Directions:
Pull out every line of the records that contains the string "framed" and copy each one as it appears.

The input:
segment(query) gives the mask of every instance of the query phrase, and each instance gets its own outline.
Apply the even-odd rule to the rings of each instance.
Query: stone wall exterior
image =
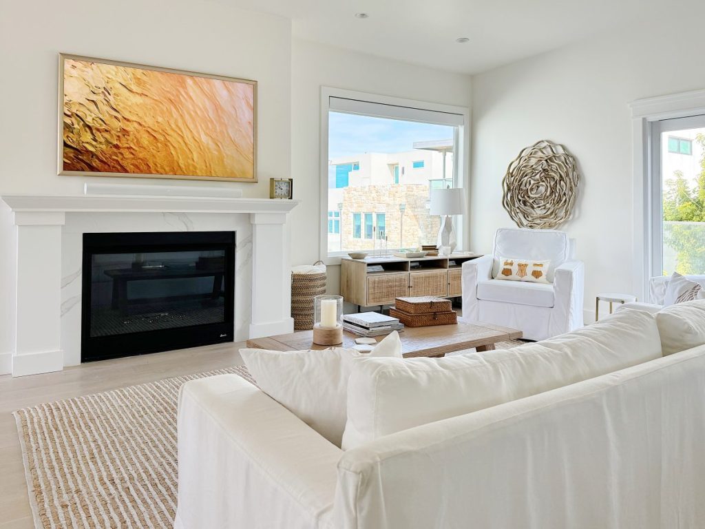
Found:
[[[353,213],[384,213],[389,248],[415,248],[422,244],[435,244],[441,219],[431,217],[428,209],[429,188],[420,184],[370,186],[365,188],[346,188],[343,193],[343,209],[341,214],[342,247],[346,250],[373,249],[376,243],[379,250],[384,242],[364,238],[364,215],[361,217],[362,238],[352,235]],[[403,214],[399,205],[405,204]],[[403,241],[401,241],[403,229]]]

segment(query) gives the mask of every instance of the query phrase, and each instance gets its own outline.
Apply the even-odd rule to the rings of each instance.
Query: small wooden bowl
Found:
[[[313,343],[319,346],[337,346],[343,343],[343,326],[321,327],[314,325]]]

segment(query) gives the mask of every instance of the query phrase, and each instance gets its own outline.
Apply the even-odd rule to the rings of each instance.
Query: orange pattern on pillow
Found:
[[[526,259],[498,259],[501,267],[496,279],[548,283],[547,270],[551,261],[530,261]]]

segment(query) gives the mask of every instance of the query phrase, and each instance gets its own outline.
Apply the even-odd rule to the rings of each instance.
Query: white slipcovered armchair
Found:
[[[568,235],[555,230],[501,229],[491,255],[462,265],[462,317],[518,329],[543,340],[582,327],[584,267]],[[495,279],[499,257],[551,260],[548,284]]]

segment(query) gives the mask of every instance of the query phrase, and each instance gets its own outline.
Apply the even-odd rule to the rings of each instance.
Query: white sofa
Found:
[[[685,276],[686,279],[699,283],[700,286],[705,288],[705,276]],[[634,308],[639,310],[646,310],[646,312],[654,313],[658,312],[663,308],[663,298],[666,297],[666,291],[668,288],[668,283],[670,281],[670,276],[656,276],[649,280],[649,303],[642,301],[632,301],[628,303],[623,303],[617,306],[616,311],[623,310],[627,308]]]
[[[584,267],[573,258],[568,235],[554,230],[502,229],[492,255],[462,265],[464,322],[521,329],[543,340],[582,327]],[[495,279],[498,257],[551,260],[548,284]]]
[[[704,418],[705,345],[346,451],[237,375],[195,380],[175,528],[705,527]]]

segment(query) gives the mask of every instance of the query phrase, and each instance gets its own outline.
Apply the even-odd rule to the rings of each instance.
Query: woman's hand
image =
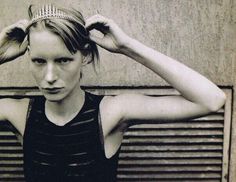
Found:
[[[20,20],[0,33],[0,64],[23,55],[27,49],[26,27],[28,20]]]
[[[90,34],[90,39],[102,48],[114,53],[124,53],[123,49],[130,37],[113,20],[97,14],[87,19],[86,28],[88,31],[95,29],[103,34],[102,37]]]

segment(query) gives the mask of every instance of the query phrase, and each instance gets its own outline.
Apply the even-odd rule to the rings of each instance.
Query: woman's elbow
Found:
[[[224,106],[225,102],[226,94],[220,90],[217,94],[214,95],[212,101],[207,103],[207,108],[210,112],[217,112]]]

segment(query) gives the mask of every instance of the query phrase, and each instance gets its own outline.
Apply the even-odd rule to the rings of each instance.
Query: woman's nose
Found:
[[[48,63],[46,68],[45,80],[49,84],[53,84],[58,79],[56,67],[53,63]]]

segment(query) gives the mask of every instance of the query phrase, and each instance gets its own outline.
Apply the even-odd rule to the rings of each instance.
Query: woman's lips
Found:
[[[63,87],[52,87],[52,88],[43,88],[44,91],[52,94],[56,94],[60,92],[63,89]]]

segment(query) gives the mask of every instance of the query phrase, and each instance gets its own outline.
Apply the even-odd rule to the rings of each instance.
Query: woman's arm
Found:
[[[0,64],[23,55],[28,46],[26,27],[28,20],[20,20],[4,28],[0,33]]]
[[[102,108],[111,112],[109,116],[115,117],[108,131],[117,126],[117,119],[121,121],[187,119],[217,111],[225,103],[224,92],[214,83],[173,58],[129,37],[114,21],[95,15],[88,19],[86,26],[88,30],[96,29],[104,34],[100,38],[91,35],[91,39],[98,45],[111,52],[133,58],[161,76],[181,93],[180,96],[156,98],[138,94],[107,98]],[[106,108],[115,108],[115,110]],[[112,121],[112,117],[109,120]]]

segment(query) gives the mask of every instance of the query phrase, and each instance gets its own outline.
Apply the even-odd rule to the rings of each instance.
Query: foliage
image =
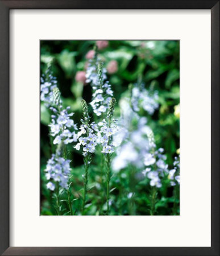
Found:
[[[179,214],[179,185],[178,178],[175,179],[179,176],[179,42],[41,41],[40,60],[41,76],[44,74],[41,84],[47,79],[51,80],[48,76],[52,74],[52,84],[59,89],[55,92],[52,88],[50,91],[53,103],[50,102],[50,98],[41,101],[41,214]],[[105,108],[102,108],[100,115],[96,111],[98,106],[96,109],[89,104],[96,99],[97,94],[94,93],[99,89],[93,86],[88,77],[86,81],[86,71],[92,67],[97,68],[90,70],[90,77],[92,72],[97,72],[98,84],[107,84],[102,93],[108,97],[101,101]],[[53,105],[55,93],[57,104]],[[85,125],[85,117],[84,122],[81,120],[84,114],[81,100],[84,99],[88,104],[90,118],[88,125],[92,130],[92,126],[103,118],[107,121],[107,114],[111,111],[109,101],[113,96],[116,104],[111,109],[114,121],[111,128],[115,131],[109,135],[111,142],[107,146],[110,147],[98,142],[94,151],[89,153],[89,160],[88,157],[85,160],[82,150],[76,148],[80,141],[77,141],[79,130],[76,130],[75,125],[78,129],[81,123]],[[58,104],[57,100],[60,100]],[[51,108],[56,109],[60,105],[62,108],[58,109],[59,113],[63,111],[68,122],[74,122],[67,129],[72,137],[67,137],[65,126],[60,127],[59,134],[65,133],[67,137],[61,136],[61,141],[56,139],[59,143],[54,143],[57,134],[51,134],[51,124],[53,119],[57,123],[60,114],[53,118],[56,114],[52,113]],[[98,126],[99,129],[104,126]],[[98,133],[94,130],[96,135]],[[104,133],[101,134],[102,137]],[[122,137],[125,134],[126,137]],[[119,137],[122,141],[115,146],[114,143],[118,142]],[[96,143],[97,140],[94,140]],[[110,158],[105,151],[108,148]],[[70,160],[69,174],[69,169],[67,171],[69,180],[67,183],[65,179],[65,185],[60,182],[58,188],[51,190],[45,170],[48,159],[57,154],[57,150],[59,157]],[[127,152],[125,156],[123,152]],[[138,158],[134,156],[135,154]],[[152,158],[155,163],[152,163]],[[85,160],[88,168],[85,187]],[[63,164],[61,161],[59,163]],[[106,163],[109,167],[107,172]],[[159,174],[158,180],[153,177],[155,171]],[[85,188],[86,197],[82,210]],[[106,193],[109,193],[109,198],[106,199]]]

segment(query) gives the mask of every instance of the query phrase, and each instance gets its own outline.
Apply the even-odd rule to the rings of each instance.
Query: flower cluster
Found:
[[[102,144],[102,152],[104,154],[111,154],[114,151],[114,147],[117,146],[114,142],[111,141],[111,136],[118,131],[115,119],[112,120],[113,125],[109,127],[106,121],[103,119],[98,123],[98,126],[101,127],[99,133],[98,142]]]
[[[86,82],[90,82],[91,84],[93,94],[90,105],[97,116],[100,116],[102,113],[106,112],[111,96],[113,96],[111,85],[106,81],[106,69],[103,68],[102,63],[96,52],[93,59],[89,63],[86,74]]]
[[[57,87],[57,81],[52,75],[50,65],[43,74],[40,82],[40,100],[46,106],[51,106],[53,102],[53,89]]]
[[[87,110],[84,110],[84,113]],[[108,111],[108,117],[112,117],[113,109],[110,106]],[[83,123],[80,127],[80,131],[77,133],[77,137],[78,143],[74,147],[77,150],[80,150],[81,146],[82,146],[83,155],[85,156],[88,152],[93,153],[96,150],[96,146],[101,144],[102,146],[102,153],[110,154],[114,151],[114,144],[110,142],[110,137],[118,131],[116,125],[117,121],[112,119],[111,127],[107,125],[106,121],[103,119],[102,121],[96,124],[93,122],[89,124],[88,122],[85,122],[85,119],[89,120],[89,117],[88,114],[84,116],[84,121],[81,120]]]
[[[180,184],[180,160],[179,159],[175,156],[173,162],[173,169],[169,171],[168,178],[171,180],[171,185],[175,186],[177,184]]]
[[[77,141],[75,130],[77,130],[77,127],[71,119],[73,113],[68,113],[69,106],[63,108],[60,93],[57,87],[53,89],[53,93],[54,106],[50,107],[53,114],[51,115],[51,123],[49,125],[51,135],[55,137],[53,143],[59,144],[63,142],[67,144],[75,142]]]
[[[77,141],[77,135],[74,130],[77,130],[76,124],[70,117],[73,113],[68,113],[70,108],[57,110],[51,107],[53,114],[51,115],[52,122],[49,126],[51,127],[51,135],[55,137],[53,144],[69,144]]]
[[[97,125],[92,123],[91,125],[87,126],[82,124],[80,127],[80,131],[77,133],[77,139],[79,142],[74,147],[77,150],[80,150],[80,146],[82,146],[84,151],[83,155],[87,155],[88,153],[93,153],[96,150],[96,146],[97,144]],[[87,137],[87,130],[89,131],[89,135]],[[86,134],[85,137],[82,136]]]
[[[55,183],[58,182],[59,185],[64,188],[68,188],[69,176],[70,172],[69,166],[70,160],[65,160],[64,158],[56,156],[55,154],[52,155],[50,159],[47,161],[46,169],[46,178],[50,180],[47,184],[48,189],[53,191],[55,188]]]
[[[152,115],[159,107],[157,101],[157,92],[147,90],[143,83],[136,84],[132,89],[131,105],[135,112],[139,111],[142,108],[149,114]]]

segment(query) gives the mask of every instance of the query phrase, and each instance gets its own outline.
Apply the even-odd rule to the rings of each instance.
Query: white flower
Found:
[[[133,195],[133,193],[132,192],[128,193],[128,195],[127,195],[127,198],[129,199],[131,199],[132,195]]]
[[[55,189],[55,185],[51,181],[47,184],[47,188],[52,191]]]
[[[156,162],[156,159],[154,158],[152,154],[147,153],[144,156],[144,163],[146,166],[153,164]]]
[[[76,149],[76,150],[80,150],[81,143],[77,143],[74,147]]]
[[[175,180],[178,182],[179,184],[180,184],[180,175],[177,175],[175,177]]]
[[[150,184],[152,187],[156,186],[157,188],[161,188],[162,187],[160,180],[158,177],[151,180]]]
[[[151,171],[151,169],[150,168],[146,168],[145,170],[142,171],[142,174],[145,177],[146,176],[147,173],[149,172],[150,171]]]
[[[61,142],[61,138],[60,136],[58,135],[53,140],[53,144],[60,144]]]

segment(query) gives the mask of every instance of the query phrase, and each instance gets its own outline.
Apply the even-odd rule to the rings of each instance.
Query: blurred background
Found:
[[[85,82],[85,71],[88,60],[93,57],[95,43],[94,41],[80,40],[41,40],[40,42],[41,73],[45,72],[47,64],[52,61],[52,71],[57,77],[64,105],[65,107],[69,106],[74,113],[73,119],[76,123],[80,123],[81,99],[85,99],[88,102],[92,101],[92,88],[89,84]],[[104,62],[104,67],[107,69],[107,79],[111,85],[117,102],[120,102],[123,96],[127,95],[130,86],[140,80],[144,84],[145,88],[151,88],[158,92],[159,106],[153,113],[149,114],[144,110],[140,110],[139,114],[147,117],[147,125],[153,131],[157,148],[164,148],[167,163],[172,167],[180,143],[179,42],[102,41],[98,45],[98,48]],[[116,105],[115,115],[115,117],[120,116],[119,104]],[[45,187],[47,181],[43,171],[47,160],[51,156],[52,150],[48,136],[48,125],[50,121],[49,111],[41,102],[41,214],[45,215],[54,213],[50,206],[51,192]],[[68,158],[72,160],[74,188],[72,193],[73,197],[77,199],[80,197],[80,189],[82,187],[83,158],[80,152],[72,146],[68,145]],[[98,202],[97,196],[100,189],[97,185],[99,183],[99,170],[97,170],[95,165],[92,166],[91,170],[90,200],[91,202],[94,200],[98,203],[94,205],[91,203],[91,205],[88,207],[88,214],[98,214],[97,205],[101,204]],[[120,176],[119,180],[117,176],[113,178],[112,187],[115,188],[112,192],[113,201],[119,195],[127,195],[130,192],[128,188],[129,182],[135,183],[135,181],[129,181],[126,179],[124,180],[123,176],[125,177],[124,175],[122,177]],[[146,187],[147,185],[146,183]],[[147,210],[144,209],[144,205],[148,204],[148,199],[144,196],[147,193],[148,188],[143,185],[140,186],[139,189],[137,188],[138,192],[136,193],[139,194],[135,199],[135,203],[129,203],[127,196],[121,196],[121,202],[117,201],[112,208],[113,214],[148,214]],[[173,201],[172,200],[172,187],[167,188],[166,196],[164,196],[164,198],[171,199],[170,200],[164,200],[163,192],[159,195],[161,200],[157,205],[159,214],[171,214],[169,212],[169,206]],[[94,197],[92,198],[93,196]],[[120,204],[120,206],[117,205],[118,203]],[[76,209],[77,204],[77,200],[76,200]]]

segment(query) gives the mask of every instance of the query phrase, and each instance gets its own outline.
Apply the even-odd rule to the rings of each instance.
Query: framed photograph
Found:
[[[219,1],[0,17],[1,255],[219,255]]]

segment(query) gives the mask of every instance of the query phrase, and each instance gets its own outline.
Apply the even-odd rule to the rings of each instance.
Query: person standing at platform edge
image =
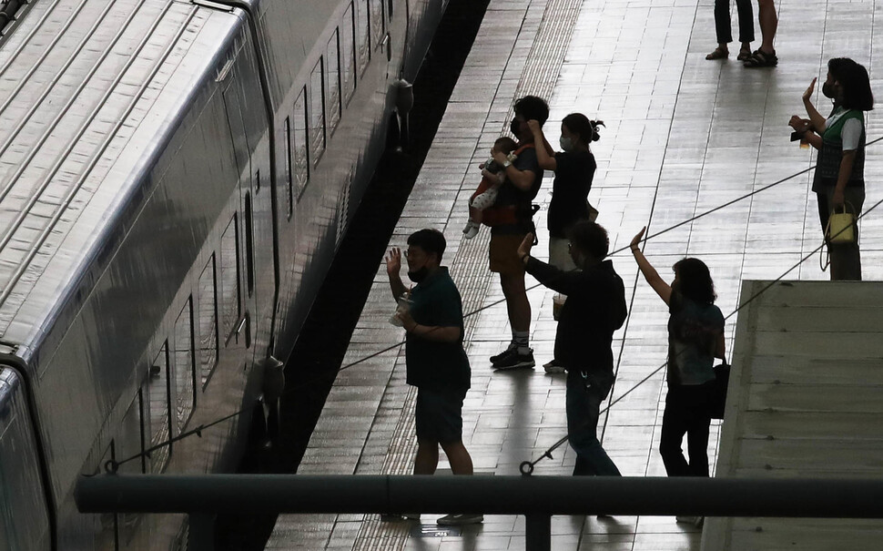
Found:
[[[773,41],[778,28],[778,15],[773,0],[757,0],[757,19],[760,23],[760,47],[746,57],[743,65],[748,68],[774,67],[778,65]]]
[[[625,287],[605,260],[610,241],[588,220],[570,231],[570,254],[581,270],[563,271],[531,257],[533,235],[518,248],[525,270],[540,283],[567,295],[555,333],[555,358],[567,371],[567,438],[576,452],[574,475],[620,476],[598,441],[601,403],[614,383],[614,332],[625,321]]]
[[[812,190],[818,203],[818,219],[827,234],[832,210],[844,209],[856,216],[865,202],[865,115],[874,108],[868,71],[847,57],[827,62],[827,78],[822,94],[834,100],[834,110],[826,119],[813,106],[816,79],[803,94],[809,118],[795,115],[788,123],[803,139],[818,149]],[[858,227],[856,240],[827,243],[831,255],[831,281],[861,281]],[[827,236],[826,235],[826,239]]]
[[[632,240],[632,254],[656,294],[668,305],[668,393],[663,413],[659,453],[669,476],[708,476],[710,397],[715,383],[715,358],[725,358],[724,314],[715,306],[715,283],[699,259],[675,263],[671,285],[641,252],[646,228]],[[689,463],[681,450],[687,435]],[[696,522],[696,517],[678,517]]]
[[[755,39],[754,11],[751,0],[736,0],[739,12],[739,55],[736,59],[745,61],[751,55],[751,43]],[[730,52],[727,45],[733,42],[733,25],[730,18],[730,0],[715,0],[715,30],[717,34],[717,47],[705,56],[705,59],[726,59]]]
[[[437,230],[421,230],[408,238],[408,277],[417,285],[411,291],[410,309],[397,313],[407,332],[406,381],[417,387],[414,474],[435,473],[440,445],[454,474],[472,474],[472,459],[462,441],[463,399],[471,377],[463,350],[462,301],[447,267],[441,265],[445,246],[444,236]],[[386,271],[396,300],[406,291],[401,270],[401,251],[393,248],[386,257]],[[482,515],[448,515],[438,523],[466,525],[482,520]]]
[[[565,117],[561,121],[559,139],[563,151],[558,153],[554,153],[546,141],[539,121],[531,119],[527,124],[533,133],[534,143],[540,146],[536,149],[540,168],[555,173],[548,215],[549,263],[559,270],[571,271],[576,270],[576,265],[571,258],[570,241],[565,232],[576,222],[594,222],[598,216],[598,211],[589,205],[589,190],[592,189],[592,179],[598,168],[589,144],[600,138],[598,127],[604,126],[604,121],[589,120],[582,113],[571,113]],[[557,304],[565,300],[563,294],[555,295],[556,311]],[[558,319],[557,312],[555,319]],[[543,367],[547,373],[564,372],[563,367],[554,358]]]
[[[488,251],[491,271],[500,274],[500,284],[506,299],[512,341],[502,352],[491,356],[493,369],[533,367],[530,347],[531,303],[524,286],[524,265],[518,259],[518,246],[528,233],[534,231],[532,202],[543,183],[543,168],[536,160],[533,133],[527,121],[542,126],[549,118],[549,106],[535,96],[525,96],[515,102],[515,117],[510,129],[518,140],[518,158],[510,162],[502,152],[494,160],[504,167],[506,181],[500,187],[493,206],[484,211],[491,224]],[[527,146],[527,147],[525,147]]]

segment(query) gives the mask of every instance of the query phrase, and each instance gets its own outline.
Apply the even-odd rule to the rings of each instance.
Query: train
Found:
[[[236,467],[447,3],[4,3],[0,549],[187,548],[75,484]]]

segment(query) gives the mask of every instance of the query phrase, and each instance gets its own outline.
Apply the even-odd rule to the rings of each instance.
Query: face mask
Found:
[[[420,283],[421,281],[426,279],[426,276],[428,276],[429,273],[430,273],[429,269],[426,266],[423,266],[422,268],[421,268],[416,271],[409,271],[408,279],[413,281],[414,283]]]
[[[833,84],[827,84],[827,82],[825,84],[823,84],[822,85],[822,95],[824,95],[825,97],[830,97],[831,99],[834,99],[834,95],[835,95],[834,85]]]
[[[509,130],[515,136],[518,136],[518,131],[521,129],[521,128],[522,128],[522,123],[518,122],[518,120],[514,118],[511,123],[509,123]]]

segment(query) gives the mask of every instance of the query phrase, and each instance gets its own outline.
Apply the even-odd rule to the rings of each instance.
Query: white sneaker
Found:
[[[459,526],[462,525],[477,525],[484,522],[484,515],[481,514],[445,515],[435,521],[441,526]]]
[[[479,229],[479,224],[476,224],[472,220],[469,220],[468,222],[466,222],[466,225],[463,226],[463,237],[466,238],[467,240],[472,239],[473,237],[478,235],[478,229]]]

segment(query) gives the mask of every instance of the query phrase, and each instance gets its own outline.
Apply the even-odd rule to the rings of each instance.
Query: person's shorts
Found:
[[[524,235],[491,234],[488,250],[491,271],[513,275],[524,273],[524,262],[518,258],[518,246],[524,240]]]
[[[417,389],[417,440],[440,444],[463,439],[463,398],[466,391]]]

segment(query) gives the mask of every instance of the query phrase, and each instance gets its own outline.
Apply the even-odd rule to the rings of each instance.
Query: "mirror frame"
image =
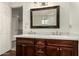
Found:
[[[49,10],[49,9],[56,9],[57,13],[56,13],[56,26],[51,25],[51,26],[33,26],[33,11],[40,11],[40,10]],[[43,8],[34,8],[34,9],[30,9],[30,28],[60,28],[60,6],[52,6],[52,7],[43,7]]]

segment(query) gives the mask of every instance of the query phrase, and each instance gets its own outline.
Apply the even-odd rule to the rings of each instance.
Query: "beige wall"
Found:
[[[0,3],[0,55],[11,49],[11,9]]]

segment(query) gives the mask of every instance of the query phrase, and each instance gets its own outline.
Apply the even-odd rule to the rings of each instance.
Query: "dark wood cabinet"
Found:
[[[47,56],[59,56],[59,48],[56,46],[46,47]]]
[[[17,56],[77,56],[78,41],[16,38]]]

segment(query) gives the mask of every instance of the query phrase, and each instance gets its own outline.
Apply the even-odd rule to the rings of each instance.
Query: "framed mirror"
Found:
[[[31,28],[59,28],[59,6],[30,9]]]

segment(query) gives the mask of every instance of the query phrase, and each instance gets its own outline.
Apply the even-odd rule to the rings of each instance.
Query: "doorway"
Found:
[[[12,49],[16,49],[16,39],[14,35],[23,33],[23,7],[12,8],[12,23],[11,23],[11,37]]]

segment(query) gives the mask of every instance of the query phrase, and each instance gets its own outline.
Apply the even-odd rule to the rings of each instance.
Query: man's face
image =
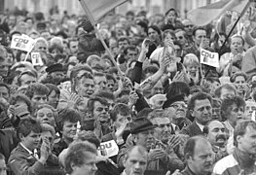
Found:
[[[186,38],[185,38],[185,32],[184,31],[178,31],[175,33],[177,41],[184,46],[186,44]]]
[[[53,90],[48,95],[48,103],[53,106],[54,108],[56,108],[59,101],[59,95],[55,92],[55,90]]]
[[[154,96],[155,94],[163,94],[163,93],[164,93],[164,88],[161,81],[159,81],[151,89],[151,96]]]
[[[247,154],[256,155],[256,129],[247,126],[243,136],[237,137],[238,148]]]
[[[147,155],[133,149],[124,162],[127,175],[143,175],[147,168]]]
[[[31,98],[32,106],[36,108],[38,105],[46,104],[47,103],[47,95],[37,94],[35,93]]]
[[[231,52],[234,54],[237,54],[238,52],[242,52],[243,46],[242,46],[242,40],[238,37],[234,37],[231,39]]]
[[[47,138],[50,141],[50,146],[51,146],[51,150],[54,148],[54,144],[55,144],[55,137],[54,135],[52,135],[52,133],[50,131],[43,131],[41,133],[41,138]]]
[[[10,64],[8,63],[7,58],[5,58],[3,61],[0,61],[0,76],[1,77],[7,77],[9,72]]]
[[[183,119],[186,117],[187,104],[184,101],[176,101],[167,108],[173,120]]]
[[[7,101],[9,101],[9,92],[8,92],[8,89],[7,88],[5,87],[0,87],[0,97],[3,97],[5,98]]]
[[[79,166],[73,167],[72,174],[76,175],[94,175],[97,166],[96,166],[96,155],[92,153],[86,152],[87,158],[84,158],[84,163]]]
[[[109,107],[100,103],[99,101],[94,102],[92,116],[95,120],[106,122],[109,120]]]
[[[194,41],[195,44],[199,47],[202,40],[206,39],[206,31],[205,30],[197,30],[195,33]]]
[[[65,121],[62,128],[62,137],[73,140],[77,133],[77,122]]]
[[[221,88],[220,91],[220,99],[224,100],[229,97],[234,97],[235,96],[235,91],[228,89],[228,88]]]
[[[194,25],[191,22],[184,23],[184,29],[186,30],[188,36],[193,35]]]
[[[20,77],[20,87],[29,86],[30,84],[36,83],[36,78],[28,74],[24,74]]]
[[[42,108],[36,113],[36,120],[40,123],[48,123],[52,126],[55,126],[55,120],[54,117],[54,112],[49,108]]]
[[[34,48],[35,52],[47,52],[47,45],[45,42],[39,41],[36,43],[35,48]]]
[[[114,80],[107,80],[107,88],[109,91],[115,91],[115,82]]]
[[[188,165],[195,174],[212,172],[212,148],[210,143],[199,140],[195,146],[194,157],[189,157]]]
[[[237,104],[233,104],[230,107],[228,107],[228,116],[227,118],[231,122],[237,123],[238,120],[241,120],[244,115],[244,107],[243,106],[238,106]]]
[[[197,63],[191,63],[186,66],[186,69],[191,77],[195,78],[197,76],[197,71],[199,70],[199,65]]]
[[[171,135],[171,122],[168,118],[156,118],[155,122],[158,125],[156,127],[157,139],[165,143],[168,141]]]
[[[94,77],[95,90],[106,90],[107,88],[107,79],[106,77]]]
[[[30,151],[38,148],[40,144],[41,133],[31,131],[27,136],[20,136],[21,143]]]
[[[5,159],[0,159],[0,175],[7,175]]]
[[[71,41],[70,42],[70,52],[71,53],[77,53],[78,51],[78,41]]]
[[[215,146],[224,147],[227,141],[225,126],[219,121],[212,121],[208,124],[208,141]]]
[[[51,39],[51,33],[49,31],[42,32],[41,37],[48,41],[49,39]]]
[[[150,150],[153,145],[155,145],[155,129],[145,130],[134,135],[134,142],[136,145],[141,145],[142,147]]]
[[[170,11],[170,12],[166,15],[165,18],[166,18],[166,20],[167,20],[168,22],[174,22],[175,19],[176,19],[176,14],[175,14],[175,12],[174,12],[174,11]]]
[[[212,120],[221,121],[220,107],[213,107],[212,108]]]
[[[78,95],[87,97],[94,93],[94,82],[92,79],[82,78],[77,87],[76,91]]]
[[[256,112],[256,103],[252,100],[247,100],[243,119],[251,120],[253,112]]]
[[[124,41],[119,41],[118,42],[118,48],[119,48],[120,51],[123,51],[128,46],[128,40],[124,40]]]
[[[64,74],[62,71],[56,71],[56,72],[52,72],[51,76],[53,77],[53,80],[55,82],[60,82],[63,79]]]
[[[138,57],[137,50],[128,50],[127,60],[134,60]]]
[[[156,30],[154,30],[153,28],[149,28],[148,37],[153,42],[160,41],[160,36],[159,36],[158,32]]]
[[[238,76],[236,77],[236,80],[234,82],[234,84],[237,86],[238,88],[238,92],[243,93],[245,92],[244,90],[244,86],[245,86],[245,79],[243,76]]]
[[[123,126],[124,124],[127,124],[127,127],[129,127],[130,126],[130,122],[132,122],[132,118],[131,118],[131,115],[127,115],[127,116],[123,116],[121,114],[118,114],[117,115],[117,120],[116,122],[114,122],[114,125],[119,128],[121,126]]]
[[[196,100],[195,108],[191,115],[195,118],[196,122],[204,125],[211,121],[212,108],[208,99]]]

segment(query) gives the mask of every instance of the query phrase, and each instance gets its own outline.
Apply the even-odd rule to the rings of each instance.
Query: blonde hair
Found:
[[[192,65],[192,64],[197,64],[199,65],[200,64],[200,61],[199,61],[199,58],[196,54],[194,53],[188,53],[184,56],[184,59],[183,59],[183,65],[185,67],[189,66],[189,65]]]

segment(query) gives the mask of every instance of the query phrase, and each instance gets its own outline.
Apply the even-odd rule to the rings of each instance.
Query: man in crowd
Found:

Answer for this exercise:
Query: framed photograph
Query: "framed mirror"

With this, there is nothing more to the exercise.